**DATA SUPPLIED**

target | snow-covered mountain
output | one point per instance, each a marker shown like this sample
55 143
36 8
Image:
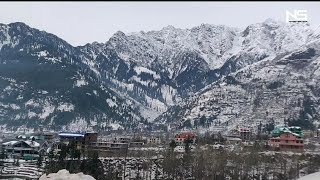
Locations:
45 81
281 88
163 74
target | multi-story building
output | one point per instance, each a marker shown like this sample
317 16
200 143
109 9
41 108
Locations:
180 138
245 133
81 140
287 139
153 140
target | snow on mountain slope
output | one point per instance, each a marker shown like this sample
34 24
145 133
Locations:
156 70
45 81
186 60
284 89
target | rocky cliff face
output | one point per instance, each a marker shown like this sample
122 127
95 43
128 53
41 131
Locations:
177 76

**WHAT YOU WILL DO**
Copy all of the records above verbatim, leaving out the picture.

**PROBLEM SOLUTION**
target | snow-covered mountain
output | one point per instance, each a marker shown like this sample
55 143
36 8
Image:
Locations:
45 81
281 88
163 74
target | multi-story building
output | one point per instance, each a marker shown like this sample
317 16
200 143
109 9
41 108
Locations:
180 138
245 133
81 140
287 139
153 140
target | snow on mountain slope
output | one point per instance, each a marker shown like this sample
34 24
145 133
Locations:
156 70
45 81
186 60
284 89
target | rocky cliff face
output | one point per instance, each a marker shown like this sample
122 127
95 43
128 53
41 131
Locations:
177 76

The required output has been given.